**Selection**.

__________

There is an asymptotic bound. As the bandwidth efficiency decreases (through the use of more and more FEC, for example) the required Eb/N0 approaches -1.59 dB. Below that value, no system can be designed with arbitrarily small bit-error rates (BERs). The bound tells us just how well a system could be designed if we knew how to do it. Shannon never told us how to design the systems, however, just that a system can be designed to achieve small BERs as long as the bit rate does not exceed the capacity limit. The goal is to operate near the "knee" of the curve.
FIGURE 3. On the bandwidth-efficiency plane, comparing coded and uncoded modulation, the required Eb/N0 is improved by 6.5 dB, while the bandwidth efficiency is only slightly decreased (to 0.94 bits/sec/Hz). Both uncoded and coded BPSK, QPSK, 16QAM and 64QAM are included for comparison.
There are advantages to more sophisticated modulation, in comparison to the basic OOK (see Fig. 2). The different points on the plot indicate where ideal uncoded systems fall on this plane. For fair comparison, the following assumptions were made for all of the modulation formats: ideal Nyquist pulse shaping was used, resulting in the minimum occupied bandwidth, W, equaling the symbol rate. All systems were achieving a BER of 1 x 10-12, and performance is limited by additive white Gaussian noise only.
For practical systems, the bandwidth efficiency must be adjusted for non-ideal pulse shaping. For square pulses, the occupied bandwidth is doubled (bandwidth expansion factor of two), reducing the bandwidth efficiency (bits/sec/Hz) by a factor of two. For systems employing raised-cosine pulse shaping, the bandwidth expansion factor is typically between 1.2 and 1.5. Imperfections in the system also will increase the required Eb/N0 for a given BER.
Binary phase-shift keying (BPSK) requires 3-dB less Eb/N0 than OOK. Quadrature phase-shift keying (QPSK) has the same Eb/N0 requirement—QPSK is essentially two orthogonal BPSK signals—while doubling the bandwidth efficiency. As the number of points in the phase-shift-keying (PSK) constellation increases, the bandwidth efficiency improves, but the required Eb/N0 increases quickly, making them less practical for long-distance transport.
Sixteen-state quadrature-amplitude modulation (16QAM) achieves the same bandwidth efficiency as 16PSK, but requires much less Eb/N0 (only slightly more than the 8PSK scheme). Likewise, increasing the order of the QAM constellation improves the bandwidth efficiency at the cost of an increased Eb/N0 requirement.
This bandwidth-efficiency plane allows the designer to select the optimum modulation format for a given channel (available bandwidth and Eb/N0).

__________

**Written tasks**.
- A) Copy the records exactly, starting at the line that contains "mark: the cherry blossom" and going through the end of the records.
- B) Write the next part of the passage on modulation formats and bandwidth efficiency, picking up after its last sentence.

**Dataset**.
__________

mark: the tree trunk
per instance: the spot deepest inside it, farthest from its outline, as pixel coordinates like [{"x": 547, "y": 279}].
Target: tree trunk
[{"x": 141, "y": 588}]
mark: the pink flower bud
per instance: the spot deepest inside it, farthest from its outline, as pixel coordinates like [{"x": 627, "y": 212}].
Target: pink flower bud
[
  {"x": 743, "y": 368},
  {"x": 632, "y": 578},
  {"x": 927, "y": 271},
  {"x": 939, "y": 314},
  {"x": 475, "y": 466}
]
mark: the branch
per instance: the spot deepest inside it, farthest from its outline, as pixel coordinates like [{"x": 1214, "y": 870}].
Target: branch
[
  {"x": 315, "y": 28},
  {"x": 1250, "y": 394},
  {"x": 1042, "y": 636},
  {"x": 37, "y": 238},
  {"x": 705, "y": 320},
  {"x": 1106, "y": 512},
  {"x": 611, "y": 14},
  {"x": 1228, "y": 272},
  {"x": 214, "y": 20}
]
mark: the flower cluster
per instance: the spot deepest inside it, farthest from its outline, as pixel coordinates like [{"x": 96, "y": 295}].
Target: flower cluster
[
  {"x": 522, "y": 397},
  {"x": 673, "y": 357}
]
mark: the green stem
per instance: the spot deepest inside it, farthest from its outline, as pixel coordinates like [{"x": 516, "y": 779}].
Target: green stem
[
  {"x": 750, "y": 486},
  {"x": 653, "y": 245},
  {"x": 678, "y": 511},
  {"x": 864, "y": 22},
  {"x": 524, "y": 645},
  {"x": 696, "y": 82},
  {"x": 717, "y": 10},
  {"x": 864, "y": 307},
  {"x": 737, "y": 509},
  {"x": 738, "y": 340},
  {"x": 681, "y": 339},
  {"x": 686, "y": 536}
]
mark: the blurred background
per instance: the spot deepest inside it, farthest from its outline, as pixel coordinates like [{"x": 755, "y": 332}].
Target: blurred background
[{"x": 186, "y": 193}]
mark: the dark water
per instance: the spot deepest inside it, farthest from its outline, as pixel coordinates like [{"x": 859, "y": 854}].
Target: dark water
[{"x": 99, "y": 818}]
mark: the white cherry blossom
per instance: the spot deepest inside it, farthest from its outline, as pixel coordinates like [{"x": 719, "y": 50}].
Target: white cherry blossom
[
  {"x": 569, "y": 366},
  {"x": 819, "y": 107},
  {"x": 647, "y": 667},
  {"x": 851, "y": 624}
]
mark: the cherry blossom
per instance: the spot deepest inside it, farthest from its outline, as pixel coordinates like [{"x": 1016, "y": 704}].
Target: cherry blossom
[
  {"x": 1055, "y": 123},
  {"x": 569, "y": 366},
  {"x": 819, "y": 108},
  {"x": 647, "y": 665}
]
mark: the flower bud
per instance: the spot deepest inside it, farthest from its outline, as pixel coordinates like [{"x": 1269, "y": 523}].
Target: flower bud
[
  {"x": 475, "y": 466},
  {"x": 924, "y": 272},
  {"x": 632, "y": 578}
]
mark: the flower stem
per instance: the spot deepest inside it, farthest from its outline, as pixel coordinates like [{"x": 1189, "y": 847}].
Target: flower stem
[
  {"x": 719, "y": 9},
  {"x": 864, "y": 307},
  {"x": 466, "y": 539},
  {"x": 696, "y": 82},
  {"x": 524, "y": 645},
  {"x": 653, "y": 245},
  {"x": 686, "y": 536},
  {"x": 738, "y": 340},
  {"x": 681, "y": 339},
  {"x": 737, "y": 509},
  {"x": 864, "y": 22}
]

__________

**Responses by task**.
- A)
mark: the cherry blossom
per instance: the spot deepest inside it, farthest from its outline, as pixel coordinates like [{"x": 1016, "y": 704}].
Target: cherry blossom
[
  {"x": 1055, "y": 123},
  {"x": 569, "y": 366},
  {"x": 819, "y": 108},
  {"x": 647, "y": 665}
]
mark: the flower bud
per instance: the spot deepest inside it, farthest from its outline, as pixel coordinates like [{"x": 1269, "y": 523}].
Target: flower bud
[
  {"x": 475, "y": 466},
  {"x": 924, "y": 272},
  {"x": 632, "y": 578}
]
mark: the flower stem
per instance: the spot deepest inside it, farthest from its outline, as pixel coordinates like [{"x": 1189, "y": 847}].
Target: flower stem
[
  {"x": 719, "y": 9},
  {"x": 864, "y": 307},
  {"x": 466, "y": 539},
  {"x": 696, "y": 82},
  {"x": 524, "y": 645},
  {"x": 653, "y": 245},
  {"x": 686, "y": 536},
  {"x": 738, "y": 340},
  {"x": 681, "y": 339},
  {"x": 737, "y": 509},
  {"x": 864, "y": 22}
]

- B)
BENEFITS OF CODING
By adding FEC coding, the required power can be reduced dramatically with very little decline in bandwidth efficiency.
Power (distance) advantages and slight efficiency (capacity) disadvantages of employing Reed Solomon RS(255,239) FEC on traditional OOK signals can be quantified (see Fig. 3). The required Eb/N0 is improved by 6.5 dB, while the bandwidth efficiency is only slightly decreased (to 0.94 bits/sec/Hz).
The use of an RS(255,239) with other modulation formats has an identical effect—an improvement in Eb/N0 with only a slight penalty in bandwidth efficiency. Both uncoded and coded BPSK, QPSK, 16QAM, and 64QAM are included in the figure for comparison.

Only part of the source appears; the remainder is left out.